■ DATA TO PROCESS:
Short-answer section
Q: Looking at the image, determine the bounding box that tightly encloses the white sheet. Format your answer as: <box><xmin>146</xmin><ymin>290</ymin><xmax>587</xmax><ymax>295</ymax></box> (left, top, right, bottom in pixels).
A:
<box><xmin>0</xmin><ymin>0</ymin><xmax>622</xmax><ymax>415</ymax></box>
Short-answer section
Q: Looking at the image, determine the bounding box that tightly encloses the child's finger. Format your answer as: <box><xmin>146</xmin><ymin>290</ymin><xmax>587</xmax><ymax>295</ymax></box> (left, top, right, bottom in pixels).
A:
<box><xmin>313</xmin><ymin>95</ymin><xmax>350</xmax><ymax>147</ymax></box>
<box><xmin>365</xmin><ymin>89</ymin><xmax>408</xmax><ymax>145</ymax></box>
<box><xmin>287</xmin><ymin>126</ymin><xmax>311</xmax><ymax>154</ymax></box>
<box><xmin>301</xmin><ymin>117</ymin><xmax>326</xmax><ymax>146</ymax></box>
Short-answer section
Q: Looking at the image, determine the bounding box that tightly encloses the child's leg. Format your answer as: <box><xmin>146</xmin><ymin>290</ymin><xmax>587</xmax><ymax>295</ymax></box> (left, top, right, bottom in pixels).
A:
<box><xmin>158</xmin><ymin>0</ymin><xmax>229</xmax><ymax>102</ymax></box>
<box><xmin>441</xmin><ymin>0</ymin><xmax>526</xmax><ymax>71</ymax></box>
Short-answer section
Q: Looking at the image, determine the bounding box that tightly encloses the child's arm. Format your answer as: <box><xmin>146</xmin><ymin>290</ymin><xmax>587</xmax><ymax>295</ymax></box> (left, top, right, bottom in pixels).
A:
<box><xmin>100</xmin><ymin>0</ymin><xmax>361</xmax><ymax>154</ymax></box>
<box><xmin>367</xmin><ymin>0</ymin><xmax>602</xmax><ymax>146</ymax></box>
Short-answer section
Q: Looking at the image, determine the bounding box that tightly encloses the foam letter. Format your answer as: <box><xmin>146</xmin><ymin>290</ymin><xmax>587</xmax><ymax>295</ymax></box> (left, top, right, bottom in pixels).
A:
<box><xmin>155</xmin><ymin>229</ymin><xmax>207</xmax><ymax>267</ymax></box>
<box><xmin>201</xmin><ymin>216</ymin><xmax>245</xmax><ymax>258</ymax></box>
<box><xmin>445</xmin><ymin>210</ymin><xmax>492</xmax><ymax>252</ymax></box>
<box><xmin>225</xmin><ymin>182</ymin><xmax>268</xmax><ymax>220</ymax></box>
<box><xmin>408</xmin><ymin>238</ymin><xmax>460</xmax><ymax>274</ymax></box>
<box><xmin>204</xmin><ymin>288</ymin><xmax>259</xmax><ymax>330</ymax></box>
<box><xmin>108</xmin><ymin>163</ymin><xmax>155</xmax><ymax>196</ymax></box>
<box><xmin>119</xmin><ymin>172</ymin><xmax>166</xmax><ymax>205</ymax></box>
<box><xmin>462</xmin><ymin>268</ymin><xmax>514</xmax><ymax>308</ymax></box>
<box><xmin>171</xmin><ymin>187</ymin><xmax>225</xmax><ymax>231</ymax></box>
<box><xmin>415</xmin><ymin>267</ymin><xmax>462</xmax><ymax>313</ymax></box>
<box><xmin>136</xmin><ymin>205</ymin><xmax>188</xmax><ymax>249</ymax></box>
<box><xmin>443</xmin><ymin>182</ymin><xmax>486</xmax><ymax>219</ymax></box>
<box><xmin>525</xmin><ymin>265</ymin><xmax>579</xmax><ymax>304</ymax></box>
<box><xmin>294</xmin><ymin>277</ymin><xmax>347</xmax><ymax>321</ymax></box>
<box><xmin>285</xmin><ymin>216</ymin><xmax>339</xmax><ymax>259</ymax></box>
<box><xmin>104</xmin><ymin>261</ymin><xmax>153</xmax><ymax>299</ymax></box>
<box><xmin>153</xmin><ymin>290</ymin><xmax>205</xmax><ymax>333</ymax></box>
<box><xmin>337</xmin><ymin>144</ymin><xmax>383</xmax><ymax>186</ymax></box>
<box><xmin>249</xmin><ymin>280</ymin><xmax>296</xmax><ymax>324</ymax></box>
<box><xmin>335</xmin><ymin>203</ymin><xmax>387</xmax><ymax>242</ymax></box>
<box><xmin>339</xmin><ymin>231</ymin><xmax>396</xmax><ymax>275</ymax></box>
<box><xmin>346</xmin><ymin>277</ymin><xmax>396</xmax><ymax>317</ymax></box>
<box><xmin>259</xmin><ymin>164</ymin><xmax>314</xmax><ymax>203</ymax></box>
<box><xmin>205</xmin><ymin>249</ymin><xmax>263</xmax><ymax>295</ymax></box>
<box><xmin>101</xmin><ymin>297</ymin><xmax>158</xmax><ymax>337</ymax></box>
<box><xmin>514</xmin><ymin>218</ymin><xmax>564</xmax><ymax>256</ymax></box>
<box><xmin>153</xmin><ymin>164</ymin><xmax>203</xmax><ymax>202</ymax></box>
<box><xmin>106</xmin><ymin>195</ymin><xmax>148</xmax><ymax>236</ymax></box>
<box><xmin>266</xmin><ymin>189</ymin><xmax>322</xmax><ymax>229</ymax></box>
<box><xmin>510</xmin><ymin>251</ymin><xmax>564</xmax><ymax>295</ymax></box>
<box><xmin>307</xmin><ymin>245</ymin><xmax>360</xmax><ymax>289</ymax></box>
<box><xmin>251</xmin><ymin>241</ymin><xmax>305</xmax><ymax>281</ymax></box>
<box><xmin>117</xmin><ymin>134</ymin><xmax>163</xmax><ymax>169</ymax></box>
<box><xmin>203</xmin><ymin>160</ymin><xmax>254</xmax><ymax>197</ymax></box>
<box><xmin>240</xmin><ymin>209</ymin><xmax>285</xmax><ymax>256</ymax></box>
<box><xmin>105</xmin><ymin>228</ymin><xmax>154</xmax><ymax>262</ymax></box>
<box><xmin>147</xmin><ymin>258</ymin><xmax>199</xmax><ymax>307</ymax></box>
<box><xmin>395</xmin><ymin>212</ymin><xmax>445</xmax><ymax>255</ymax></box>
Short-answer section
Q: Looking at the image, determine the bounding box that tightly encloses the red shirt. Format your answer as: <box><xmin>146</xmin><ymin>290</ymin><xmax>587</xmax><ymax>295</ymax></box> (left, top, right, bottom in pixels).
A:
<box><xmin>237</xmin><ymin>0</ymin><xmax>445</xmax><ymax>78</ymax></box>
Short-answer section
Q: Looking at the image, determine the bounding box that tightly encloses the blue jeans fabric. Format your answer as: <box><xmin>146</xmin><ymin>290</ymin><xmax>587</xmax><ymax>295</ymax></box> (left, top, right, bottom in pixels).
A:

■ JOB:
Extract every line of the material above that contains the string "bounding".

■ ANSWER TO THE PROBLEM:
Q: Looking at the image, determine the bounding box that tightly encloses the white sheet. Format your answer as: <box><xmin>146</xmin><ymin>290</ymin><xmax>587</xmax><ymax>295</ymax></box> (left, top, right, bottom in pixels).
Q: Looking at the image, determine the bounding box that tightly encloses the child's finger. Format your answer as: <box><xmin>146</xmin><ymin>290</ymin><xmax>587</xmax><ymax>295</ymax></box> (left, top, right, bottom in pixels).
Q: Looking at the image, determine the bounding box that tightly encloses the child's leg. Format your answer as: <box><xmin>146</xmin><ymin>290</ymin><xmax>587</xmax><ymax>295</ymax></box> (left, top, right, bottom in pixels).
Q: Looking at the image, determine the bounding box that tightly encloses the child's arm. Format your answer as: <box><xmin>146</xmin><ymin>290</ymin><xmax>587</xmax><ymax>295</ymax></box> (left, top, right, bottom in pixels).
Q: Looking at the image, determine the bounding box that tightly encloses the foam letter. Format your answer as: <box><xmin>146</xmin><ymin>290</ymin><xmax>587</xmax><ymax>295</ymax></box> (left, top, right, bottom in pixels).
Q: Looking at the image, determine the bounding box that tightly encloses the red shirt. Format your answer as: <box><xmin>146</xmin><ymin>290</ymin><xmax>587</xmax><ymax>295</ymax></box> (left, top, right, bottom in pixels).
Q: Looking at the image, determine the bounding box that tightly encloses the blue jeans fabric. Format your answer as: <box><xmin>146</xmin><ymin>290</ymin><xmax>587</xmax><ymax>295</ymax></box> (left, top, right, bottom in pixels).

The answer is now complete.